Extract provided:

================

My previous publications include one short story published in the December 2009 issue of Leading Edge.  I have also won first and second place in the annual Mayhew short story contest at Brigham Young University (for 2009 and 2007 respectively).  In addition, I keep a regular blog at http://onelowerlight.com/writing.

Thank you very much for your consideration.  As noted in your submission guidelines, I have included _____.

Cordially,

Joseph Vasicek

So what do you think?  Does the pitch work?  Does it resonate well, or is it boring / cliched / confusing in any way?  Any thing else egregious that I should fix before I send this out?  Please let me know!

I really suck at submitting stuff.  Right now, I’ve only got three or four queries out on Genesis Earth, and one on Mercenary Savior. Like most things, though, the only way to change that is with practice.  By next week, I want to send out at least five queries on Mercenary Savior and have the synopsis ready to go.

Also, my friend from World Fantasy had an interesting suggestion for me: try to break into the small presses with my science fiction stuff, to build a name for myself, and work my way up from there.

This runs directly contrary to Dave Wolverton’s break in with a bang philosophy, but it makes sense; very few major publishers seem to be publishing much space opera these days (with the exception of Baen).  From what I gathered at World Fantasy, science fiction is a difficult sell these days, and several sf writers are going this route.

I could write more, on other subjects, but that’s enough for now.  Good frickin night.

World Fantasy 2010: Day 2

Wow, what a tiring day.  I feel drained, mentally and physically, and I didn’t even spend all that much time at the parties tonight.

================

Assignment A:
In which issue of Leading Edge was the writer's short story published, according to the blog post?
Assignment B:
Name the three words the blog post offers as ways the pitch might fall short.
Assignment C:
Carry on writing the blog post about World Fantasy 2010, picking up after its last sentence.
The listing that comes next has no connection to the blog post.

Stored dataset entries
================

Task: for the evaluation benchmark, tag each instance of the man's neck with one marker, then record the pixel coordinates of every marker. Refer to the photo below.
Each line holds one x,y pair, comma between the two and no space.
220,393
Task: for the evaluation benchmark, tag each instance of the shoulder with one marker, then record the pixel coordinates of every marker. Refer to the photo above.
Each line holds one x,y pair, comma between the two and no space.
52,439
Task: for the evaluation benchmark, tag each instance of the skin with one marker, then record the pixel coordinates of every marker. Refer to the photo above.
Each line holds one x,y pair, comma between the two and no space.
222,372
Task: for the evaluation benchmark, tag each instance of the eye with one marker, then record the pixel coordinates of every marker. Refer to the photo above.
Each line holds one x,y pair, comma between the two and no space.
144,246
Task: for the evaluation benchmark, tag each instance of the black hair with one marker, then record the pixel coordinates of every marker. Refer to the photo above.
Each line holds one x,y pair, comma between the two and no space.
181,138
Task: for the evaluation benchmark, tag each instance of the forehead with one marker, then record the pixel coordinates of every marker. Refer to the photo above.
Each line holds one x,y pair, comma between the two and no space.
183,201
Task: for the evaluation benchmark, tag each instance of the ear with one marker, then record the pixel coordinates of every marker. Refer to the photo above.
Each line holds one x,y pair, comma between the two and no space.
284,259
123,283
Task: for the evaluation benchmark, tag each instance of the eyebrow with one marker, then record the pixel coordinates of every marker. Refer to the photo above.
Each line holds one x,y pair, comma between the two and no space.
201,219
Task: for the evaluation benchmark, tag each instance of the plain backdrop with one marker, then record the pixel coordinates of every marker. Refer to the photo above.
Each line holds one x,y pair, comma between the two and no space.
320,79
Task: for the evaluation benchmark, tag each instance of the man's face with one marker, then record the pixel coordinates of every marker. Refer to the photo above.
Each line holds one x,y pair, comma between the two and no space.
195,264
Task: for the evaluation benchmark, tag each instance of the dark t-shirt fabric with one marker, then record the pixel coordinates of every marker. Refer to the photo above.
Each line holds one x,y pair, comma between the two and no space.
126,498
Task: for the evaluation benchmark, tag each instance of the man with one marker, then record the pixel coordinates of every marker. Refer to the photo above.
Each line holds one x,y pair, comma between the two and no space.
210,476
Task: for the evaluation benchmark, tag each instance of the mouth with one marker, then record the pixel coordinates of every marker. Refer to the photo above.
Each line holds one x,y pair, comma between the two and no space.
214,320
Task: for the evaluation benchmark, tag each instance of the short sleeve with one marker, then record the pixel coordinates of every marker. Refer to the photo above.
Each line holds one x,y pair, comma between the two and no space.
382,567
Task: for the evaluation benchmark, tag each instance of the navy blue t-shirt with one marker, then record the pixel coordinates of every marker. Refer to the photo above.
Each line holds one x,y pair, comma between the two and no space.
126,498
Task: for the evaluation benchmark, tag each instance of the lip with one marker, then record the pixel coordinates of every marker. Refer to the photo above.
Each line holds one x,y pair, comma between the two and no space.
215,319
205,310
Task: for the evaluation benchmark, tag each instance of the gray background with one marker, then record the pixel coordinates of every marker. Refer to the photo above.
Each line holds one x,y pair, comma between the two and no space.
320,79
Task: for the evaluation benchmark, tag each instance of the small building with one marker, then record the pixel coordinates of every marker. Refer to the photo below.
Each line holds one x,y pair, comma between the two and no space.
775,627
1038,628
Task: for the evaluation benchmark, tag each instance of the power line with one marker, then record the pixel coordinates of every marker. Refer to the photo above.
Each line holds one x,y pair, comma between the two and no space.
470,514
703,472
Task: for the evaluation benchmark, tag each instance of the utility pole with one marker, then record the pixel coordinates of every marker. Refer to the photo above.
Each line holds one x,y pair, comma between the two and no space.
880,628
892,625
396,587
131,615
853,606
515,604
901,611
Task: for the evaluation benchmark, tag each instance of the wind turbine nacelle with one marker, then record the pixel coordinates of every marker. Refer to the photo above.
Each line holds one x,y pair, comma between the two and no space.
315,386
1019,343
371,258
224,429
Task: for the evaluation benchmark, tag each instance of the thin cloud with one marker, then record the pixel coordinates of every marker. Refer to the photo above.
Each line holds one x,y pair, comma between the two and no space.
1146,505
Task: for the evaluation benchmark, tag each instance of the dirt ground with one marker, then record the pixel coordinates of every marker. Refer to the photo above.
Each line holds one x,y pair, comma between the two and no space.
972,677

================

Written response A:
The December 2009 issue.

Written response B:
Boring, cliched, confusing

Written response C:
I got started a bit early, prowling around the book-swap table, where I was rewarded with some books that look really good.  If you know what you’re doing, you can totally get the price of your admission ticket in free books (and then some).  I packed super light for that exact reason.

The convention started out with an awesome panel titled “Fantasy Gun Control,” where the panelists discussed why fantasy tends to favor swords over guns, even though guns have existed since the 1300s.  Funniest quote from the panel: Walter Jon Williams asked what if Samuel L. Jackson was one of the Defense Against the Dark Arts teachers from Harry Potter, and Charles Gannon quipped “do I have to get magical on your ass?”

The other panel I attended was “The Tension Between Art & Commerce,” an excellent panel which very quickly evolved into a cage fight between Nancy Kress and her publisher, Tom Doherty.  It basically went something like this:

Tom: I don’t think there is any tension; the best art always sells the best.

Nancy: No way!  Just look at Danielle Steele: her writing is CRAP, yet she sells like crazy–and that’s the norm!

Tom: But true art endures beyond its time and sells much better over the long run.  After all, just look at Homer and the Iliad.

Nancy: Homer? Are you serious? He’s been dead, what–2,000 years?

Tom: Yeah…but my point is, if you’re a writer, you need to write what’s in your heart and not chase the market.  If you do try to chase the market, your writing will be crap, AND it won’t sell.

Nancy: True, but what about my apocalyptic novel about a plague that turns domestic dogs feral?  I got four rejections that all said: “this book is great, but it would offend dog lovers so much that we can’t publish it.”

Tom: Well, those were just stupid editors.

Nancy: Uh, Tom…one of those was from your publishing house!

Of course, those aren’t exact quotes, and Nancy was very quick to make it known that she loves Tom and appreciates him for publishing so much of her work, but that was more or less how it went.  It was hilarious.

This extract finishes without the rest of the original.